Page.
--- begin ---
- Born: October 27, 1940 (age 85) Samarkand, Uzbek SSR, Soviet Union
- Education: Samarkand State University Leningrad State University Pulkovo Observatory
- Known for: Physics of the Sun Global warming denial
- Scientific career
- Fields: Astrophysics
- Workplaces: Pulkovo Observatory

= Khabibullo Abdussamatov =

Russian astrophysicist (born 1940)

Habibullo Ismailovich Abdussamatov (Хабибулло Исмаилович Абдусаматов; occasionally spelled, Abdusamatov; with initials transliterated either H.I. or K.I; born October 27, 1940) is a Russian astrophysicist. He is the supervisor of the Astrometria project of the Russian section of the International Space Station and the head of Space research laboratory at the Saint Petersburg-based Pulkovo Observatory of the Russian Academy of Sciences. He believes that global warming is primarily caused by natural processes.

== Career ==
Abdussamatov has worked at the Pulkovo Observatory since 1964, as a researcher trainee, postgraduate, junior researcher, senior researcher, leading researcher, and then head of the Space Research Laboratory. He became head of the Space Research Sector of the Pulkovo Observatory and head of the Selenometria project on the Russian segment of the International Space Station.

== Climate views and predictions ==

=== Solar variation ===
Abdussamatov presented papers at the fourth and ninth International Conference on Climate Change, events sponsored by the Heartland Institute and, according to the organiser, bringing together "think tank cosponsors and [...] scientists who dispute the claim that the science is settled". Abdussamatov claims that "global warming results not from the emission of greenhouse gases into the atmosphere, but from an unusually high level of solar radiation and a lengthy—almost throughout the last century—growth in its intensity." This view contradicts the scientific consensus on climate change. He has asserted that "parallel global warmings—observed simultaneously on Mars and on Earth—can only be a straightline consequence of the effect of the one same factor: a long-time change in solar irradiance."
--- end ---
Short task. Reproduce the passage of the Abdussamatov biography starting at "Habibullo Ismailovich Abdussamatov" and ending at "by natural processes.".

Given material.
--- begin ---
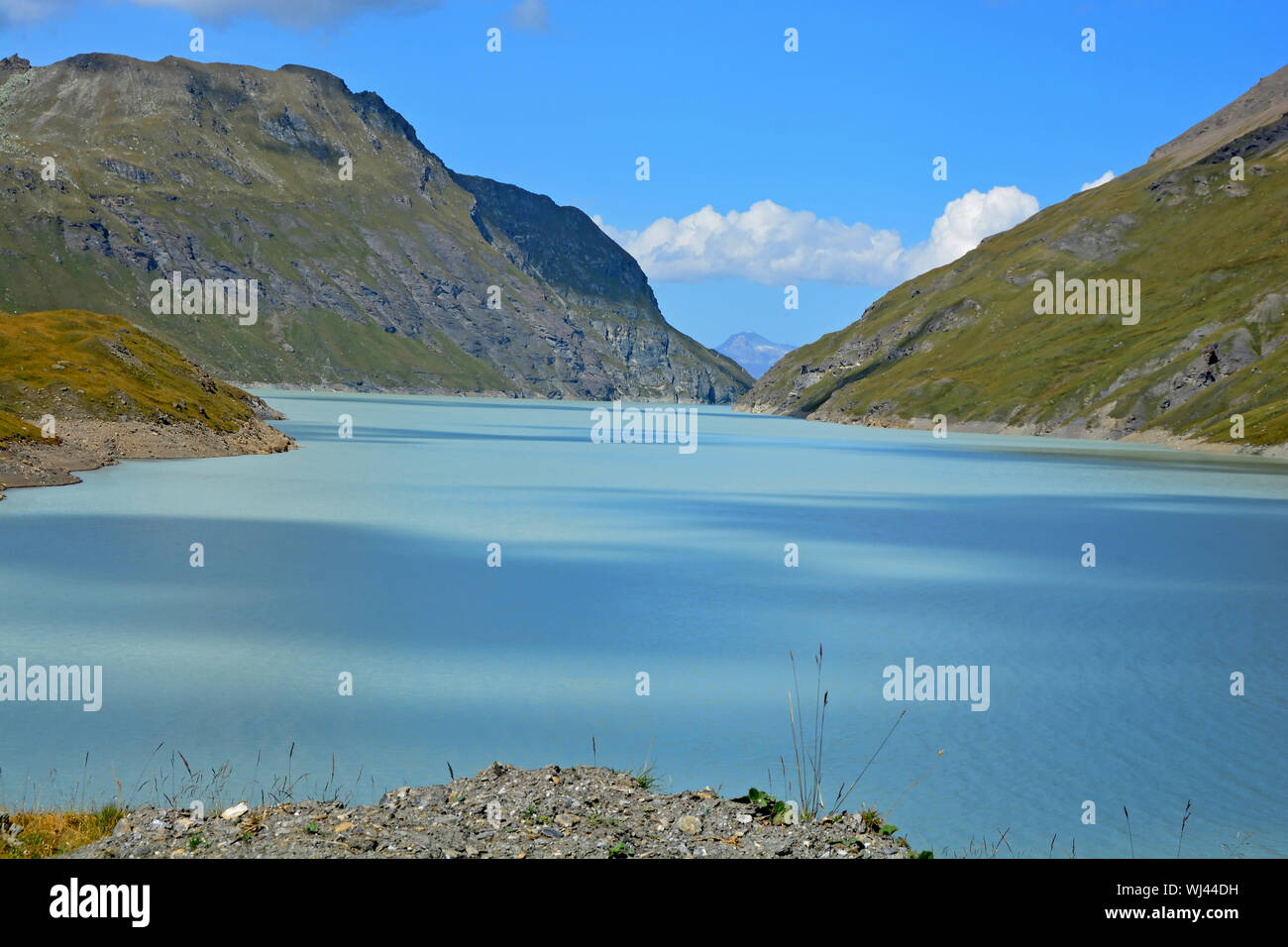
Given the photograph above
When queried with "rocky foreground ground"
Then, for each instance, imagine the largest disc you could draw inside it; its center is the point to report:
(583, 812)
--- end ---
Correct output.
Habibullo Ismailovich Abdussamatov (Хабибулло Исмаилович Абдусаматов; occasionally spelled, Abdusamatov; with initials transliterated either H.I. or K.I; born October 27, 1940) is a Russian astrophysicist. He is the supervisor of the Astrometria project of the Russian section of the International Space Station and the head of Space research laboratory at the Saint Petersburg-based Pulkovo Observatory of the Russian Academy of Sciences. He believes that global warming is primarily caused by natural processes.